PROBLEM DETAILS: In the passage about a school dance, what do the boys do when a record comes on and it is "boy's choice"?

++++ SUPPLIED TEXT ++++

Girls on one side sitting in those metal folding chairs.

Boys on the other side.

A record would come on and if it was “boy’s choice” we would rush to go pick a girl to dance with.

Dancing to a “fast song” was relatively easy as everyone just rocked out with their body. 

We looked like spastics, but back then nobody cared.

And nobody blinked an eye when we said the word spastic.

But the very moment the needle hit that 45 and you knew it was a slow song, everything changed.

The whole atmosphere changed.

When you are thirteen-years old the reaction inside your body was something entirely new.

At recess when you saw Cindy at a distance, your young man imagination stirred.

When you and your friends approached her and her friends, every cell in your body acted like they were on speed.

You had to silently talk yourself into just being cool.

Picture a thirteen-year old Joe Cool with three billion cells on speed.

Exactly.

But then you looked at her and she looked back at you and smiled.

Her smile turned all those cells in your body into tiny glowing suns because Cindy liked you.

She liked you.

And you knew immediately you liked her and you could see her cells glow too. 

You weren’t sure what the hell was happening, but you know it felt good.

Almost instantaneous with the first notes of that slow song you were out of your chair nervously walking as fast as you could in a direct bee line to Cindy.

She sees you coming and is absolutely giddy.

You and Cindy also notice other boys zeroing in on her.

++++ RECORDS SHOWN ++++

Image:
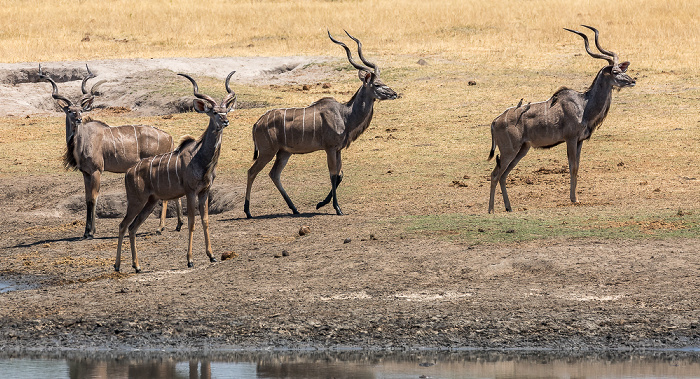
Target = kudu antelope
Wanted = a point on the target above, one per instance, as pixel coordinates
(189, 170)
(324, 125)
(93, 147)
(568, 116)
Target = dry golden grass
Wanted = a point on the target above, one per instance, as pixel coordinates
(511, 33)
(643, 160)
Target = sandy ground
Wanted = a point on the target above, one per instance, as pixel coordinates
(355, 281)
(380, 289)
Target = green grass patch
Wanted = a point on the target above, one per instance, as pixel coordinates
(512, 228)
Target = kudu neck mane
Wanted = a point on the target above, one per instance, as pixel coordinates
(360, 109)
(598, 98)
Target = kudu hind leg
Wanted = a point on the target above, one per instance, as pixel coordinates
(253, 172)
(92, 190)
(275, 174)
(204, 214)
(132, 211)
(573, 152)
(508, 168)
(134, 227)
(324, 202)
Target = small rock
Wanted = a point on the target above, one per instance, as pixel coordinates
(228, 255)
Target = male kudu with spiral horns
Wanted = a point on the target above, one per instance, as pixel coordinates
(324, 125)
(568, 116)
(187, 171)
(93, 147)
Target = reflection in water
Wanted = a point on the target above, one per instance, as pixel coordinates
(375, 365)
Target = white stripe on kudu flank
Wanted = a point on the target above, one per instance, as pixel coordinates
(138, 155)
(284, 126)
(177, 163)
(168, 167)
(114, 142)
(303, 119)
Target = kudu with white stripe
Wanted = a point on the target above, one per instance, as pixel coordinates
(93, 147)
(324, 125)
(568, 116)
(189, 170)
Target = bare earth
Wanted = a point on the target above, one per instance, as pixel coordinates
(352, 282)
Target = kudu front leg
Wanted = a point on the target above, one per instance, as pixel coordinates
(204, 214)
(92, 190)
(573, 152)
(328, 198)
(275, 174)
(190, 227)
(335, 169)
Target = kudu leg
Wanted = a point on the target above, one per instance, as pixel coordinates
(275, 173)
(204, 214)
(134, 227)
(190, 227)
(92, 190)
(328, 198)
(573, 152)
(164, 213)
(508, 168)
(335, 165)
(132, 211)
(257, 166)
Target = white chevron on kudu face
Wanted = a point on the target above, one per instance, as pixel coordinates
(568, 116)
(94, 147)
(192, 166)
(332, 126)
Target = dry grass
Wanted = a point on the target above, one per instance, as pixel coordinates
(509, 33)
(643, 161)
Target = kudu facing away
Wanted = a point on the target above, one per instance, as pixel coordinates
(324, 125)
(93, 147)
(189, 170)
(568, 116)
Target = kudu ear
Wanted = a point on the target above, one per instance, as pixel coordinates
(63, 104)
(624, 66)
(86, 103)
(365, 76)
(200, 106)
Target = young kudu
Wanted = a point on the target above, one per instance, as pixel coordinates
(189, 170)
(568, 116)
(93, 147)
(324, 125)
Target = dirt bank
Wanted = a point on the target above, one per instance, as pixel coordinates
(380, 289)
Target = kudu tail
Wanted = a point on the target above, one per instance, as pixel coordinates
(255, 144)
(493, 143)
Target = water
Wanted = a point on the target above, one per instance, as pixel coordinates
(354, 365)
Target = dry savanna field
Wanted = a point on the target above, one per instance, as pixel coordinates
(424, 264)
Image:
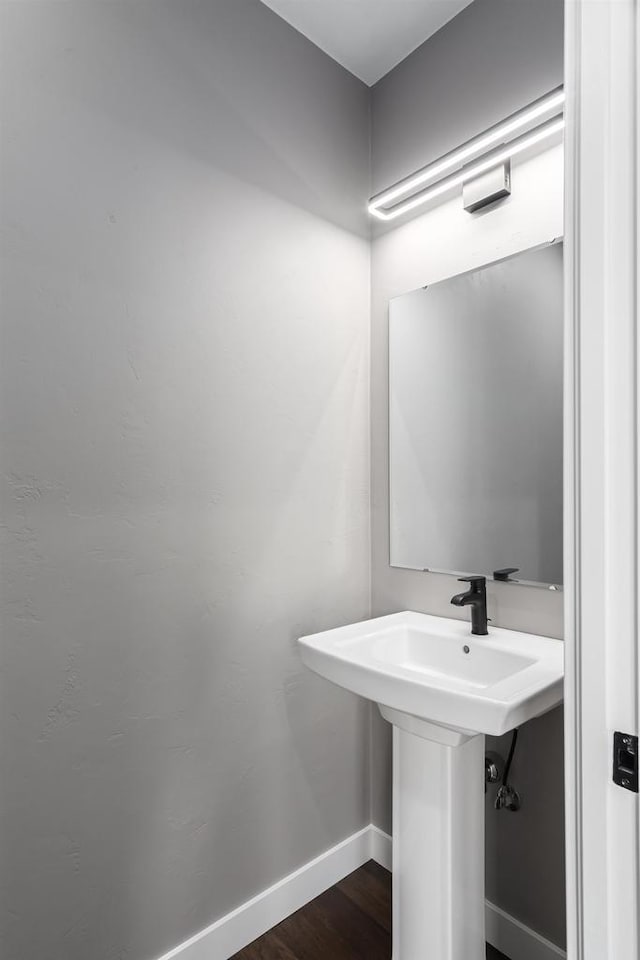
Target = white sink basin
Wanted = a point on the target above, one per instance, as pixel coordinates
(442, 689)
(434, 669)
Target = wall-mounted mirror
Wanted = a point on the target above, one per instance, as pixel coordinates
(476, 401)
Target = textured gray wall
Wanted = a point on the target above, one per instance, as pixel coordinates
(491, 59)
(184, 399)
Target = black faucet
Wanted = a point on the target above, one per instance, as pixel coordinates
(476, 598)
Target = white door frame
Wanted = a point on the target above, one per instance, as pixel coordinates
(601, 473)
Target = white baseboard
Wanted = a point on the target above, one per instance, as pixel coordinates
(512, 938)
(240, 927)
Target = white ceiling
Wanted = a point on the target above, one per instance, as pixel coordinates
(368, 37)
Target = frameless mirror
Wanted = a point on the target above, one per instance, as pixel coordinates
(476, 401)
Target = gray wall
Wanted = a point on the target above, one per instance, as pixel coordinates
(491, 59)
(184, 398)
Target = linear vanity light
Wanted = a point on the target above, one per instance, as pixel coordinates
(550, 104)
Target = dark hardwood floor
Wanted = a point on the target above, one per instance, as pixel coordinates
(351, 921)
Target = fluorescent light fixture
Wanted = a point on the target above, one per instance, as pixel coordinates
(551, 103)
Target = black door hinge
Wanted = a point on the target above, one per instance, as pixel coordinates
(625, 761)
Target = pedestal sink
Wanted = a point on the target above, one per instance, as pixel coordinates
(443, 690)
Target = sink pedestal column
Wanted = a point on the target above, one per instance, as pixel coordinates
(438, 841)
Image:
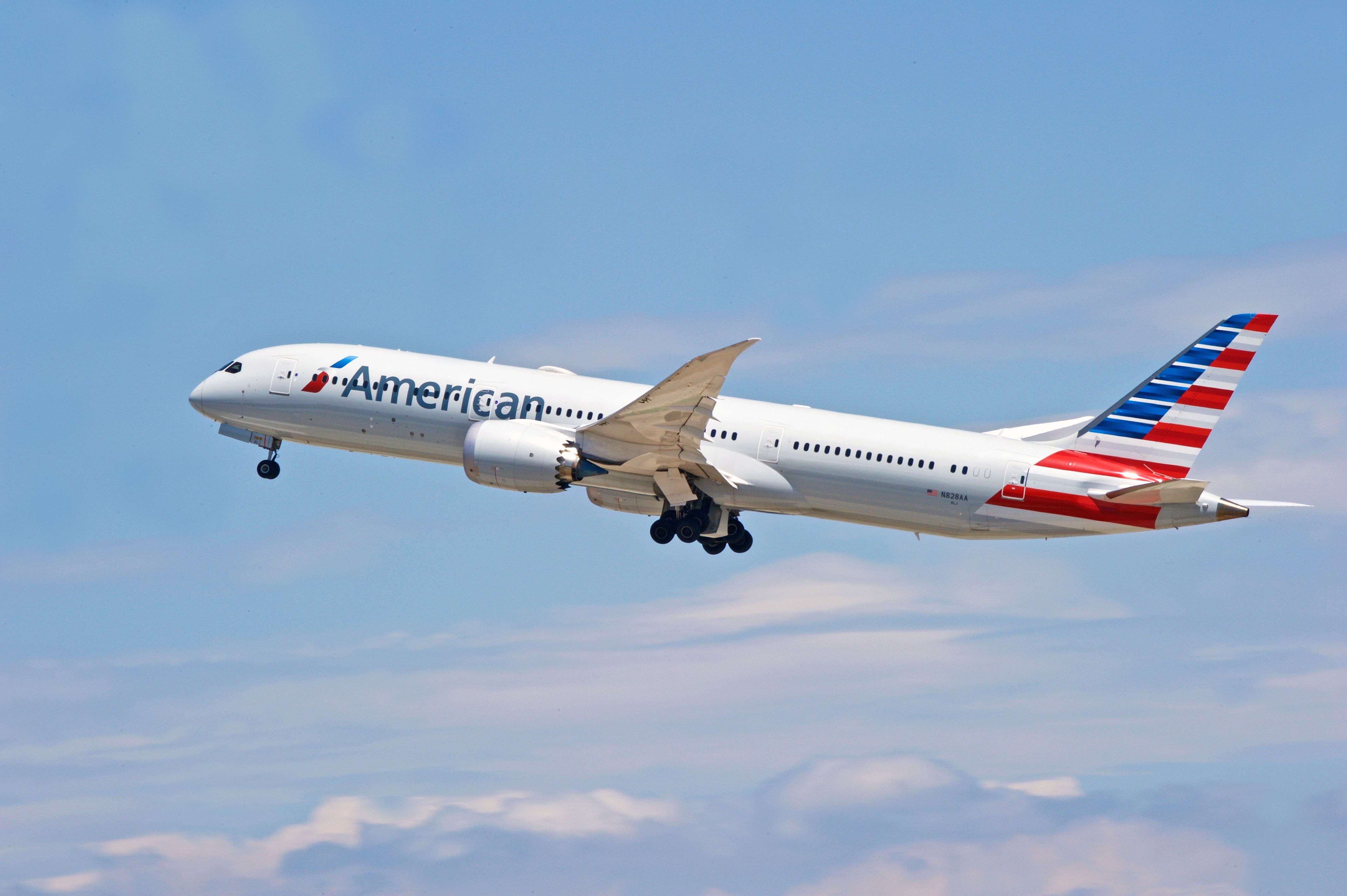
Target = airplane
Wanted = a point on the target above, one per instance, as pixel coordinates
(697, 460)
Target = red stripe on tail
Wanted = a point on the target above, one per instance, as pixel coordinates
(1206, 397)
(1178, 434)
(1234, 359)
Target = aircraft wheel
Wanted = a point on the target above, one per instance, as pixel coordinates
(662, 532)
(690, 527)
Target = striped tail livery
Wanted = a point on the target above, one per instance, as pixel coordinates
(1164, 422)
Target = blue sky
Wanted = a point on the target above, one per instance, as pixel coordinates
(375, 677)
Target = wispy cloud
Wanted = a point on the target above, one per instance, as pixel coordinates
(877, 839)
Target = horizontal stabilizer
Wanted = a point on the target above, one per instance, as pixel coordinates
(1042, 432)
(1167, 492)
(1257, 503)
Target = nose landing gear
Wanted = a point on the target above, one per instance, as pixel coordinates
(270, 470)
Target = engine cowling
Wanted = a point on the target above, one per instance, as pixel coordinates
(522, 456)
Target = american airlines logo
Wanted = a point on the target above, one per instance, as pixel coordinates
(323, 376)
(483, 403)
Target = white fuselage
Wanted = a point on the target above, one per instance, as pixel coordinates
(857, 470)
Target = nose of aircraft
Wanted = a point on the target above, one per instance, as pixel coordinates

++++

RESULT OF THE TASK: They rush to pick a girl to dance with.